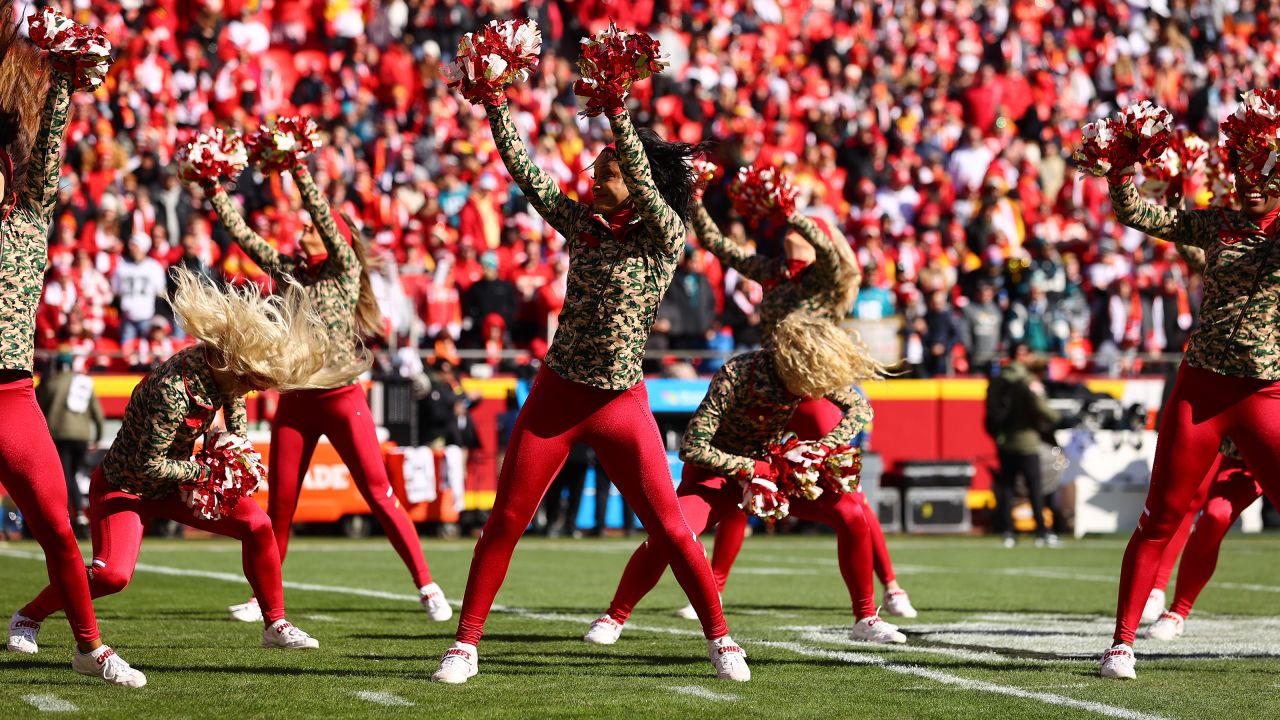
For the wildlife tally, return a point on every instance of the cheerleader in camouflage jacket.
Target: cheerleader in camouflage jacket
(333, 272)
(818, 274)
(624, 249)
(246, 342)
(749, 405)
(35, 105)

· · · · ·

» PROBLEM TO WORK ON: Reproduce every record exactly; images stay out.

» YOUR SOLUTION:
For the wildlife tally, return a point on every instance of the cheerleader in camouflage jacket.
Target: cheerleader in camouflage jacket
(333, 272)
(818, 274)
(624, 249)
(246, 342)
(749, 405)
(35, 105)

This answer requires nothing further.